**SUPPLIED MATERIAL:**
========

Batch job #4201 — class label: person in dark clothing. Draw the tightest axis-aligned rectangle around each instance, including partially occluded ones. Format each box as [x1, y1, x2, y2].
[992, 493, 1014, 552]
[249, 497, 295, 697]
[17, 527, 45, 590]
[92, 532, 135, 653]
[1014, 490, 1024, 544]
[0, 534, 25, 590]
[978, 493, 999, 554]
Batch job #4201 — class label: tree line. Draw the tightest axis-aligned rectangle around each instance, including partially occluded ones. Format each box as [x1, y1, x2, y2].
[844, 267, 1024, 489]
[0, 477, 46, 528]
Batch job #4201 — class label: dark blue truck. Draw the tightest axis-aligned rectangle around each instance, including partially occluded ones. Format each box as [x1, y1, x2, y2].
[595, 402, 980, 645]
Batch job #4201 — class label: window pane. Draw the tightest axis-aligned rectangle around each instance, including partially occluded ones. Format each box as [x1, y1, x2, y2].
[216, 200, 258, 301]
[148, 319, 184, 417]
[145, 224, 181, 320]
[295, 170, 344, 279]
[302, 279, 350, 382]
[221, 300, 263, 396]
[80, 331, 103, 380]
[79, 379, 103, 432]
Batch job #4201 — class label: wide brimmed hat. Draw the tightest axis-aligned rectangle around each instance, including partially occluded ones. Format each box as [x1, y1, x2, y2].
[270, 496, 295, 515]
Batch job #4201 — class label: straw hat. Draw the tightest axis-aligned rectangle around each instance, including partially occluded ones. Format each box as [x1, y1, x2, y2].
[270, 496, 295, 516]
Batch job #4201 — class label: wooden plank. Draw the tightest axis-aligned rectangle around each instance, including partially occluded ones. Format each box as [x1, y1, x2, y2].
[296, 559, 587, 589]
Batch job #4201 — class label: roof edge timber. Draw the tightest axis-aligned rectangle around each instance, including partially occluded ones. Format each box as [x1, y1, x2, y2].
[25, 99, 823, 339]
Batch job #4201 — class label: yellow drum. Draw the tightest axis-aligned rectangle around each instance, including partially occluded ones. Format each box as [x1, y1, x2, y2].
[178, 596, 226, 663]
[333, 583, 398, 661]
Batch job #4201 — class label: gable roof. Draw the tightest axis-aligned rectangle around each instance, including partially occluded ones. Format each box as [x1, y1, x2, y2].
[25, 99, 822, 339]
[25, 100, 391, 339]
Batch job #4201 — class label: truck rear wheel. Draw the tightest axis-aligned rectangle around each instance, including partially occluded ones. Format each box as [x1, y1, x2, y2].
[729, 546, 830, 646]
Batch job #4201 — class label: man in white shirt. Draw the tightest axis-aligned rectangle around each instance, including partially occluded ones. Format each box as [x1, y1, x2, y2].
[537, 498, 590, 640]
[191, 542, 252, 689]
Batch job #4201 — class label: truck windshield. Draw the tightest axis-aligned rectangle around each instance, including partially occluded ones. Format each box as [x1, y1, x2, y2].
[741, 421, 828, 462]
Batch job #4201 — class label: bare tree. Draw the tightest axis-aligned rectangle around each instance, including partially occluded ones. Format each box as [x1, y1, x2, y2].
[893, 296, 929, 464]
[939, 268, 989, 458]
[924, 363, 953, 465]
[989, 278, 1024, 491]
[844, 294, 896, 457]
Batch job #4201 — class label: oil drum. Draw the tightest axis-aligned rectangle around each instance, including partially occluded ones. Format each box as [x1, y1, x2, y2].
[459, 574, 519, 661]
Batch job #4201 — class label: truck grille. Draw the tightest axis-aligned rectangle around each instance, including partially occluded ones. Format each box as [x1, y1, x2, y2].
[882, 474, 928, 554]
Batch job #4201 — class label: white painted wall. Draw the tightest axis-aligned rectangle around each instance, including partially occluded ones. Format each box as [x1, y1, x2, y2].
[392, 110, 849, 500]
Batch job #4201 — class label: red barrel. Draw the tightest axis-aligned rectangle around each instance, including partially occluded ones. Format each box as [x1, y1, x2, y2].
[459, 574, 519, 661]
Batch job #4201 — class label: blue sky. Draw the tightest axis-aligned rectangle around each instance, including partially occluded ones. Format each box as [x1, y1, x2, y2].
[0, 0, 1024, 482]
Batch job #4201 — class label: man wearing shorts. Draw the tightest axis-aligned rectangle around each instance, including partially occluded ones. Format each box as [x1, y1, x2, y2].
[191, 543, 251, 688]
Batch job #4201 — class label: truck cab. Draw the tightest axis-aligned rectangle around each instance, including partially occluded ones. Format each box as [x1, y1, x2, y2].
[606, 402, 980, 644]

========

**WRITTEN EXERCISE:** Express the items above as a two-column CSV with the columns "label_request" and "boxes", one row per item, placing its text and its answer each in a single quoted field with any line breaks replaced by spaces. Include every item.

**RESULT:**
label_request,boxes
"Batch job #4201 — class label: person in dark clothing. Draw the tightest axis-aligned rectangle around each instance, including partially occluded ones. Format each box as [x1, y1, x2, y2].","[992, 493, 1014, 552] [249, 497, 295, 697] [17, 527, 45, 590] [92, 532, 135, 653] [1014, 490, 1024, 544] [0, 534, 25, 590] [978, 493, 999, 554]"
"Batch job #4201 — class label: tree line. Draw the tightest axis-aligned rectangle around each instance, including partially occluded ones. Format each box as [x1, y1, x2, y2].","[844, 267, 1024, 489] [0, 477, 46, 528]"
"Batch job #4201 — class label: dark blue truck. Draw the tightest axis-aligned rectangle around each instance, including partially occluded ones. Format each box as [x1, y1, x2, y2].","[595, 402, 980, 645]"
"Batch job #4201 — class label: window pane. Draw the tightest axis-aligned rectangle around each instance, including partially occluded ones. Format each box as [x1, y1, x2, y2].","[216, 200, 258, 301] [148, 319, 184, 417] [145, 224, 181, 320] [295, 170, 344, 279] [302, 279, 350, 382] [221, 300, 263, 396] [80, 331, 103, 380] [79, 379, 103, 432]"
"Batch job #4201 — class label: wide brimmed hat. Draw the tightest axis-aligned rectangle around each instance, including partially occluded ones. Format each box as [x1, y1, x2, y2].","[270, 496, 295, 515]"
"Batch job #4201 — class label: straw hat. Draw the tightest axis-aligned rectangle around each instance, including partially occluded ones. Format each box as [x1, y1, x2, y2].","[270, 496, 295, 516]"
"Batch job #4201 — class label: wooden plank. Draw the tightest axis-aligned rectangle around each instance, including partially occluded ones. Format each box as [x1, y1, x2, y2].","[296, 559, 587, 589]"
"Batch job #4201 — class label: roof edge timber. Draw the tightest axis-aligned rectangle around each instance, including partially occluded ones. Format each box as [x1, y1, x2, y2].","[25, 99, 823, 339]"
"Batch job #4201 — class label: yellow drum. Draw the tightest axis-aligned rectangle around each instance, including partially occluded ones. Format each box as [x1, y1, x2, y2].","[178, 596, 226, 663] [333, 583, 398, 661]"
"Batch job #4201 — class label: gable roof. Draw the tightest axis-aligned rectangle around each instance, including partially occluded ones. Format each box as [x1, y1, x2, y2].","[25, 99, 822, 339] [25, 100, 391, 339]"
"Batch job #4201 — class label: truck rear wheel. Draw the tightest axis-aligned rectangle around each instance, including partially occluded ones. Format each box as [x1, y1, x2, y2].","[729, 546, 830, 646]"
"Batch job #4201 — class label: man in white shirt. Draw the tightest axis-aligned rectangle around each instance, including partially occluded ones. Format each box as [x1, y1, x2, y2].","[537, 498, 590, 640] [191, 542, 252, 689]"
"Batch job #4201 — class label: truck windshield. Draw the tightest axis-aligned rectangle around each instance, including partially occluded ones. Format each box as [x1, y1, x2, y2].","[741, 421, 828, 462]"
"Batch job #4201 — class label: bare tree. Draw the tightest axis-aligned rectangle around each instance, including partially occluded ones. Format each box as [x1, y1, x2, y2].","[893, 296, 929, 464] [939, 268, 989, 458] [924, 363, 953, 465] [989, 278, 1024, 491] [844, 294, 896, 457]"
"Batch job #4201 — class label: oil drum. Draw the tightest axis-aligned rectangle around each instance, including partially occluded ones. Format each box as [x1, y1, x2, y2].","[459, 574, 519, 661]"
"Batch job #4201 — class label: truck grille. Draw the tightest axis-aligned rectangle around each instance, including partially occluded ones. Format each box as [x1, y1, x2, y2].","[882, 474, 928, 554]"
"Batch job #4201 — class label: white painted wall. Draw the tightest axis-aligned rectangle around each instance, including partially occluded ones. Format each box as [x1, y1, x2, y2].","[392, 110, 849, 500]"
"Batch job #4201 — class label: red barrel. Draw the tightest axis-aligned rectangle around each instance, including partially occluded ones. Format each box as [x1, y1, x2, y2].","[459, 574, 519, 661]"
"Batch job #4201 — class label: blue sky. Draw the tightest axis-aligned rectangle around each instance, including partially occluded ones. Format each box as [x1, y1, x2, y2].","[0, 0, 1024, 482]"
"Batch job #4201 — class label: man wearing shorts. Draw the tightest axis-aligned rectangle around each instance, including partially occluded ones. Format each box as [x1, y1, x2, y2].","[191, 543, 251, 688]"
"Batch job #4201 — class label: truck cab. Draw the tightest axis-aligned rectangle around each instance, including partially occluded ones. Format each box as [x1, y1, x2, y2].","[606, 402, 980, 644]"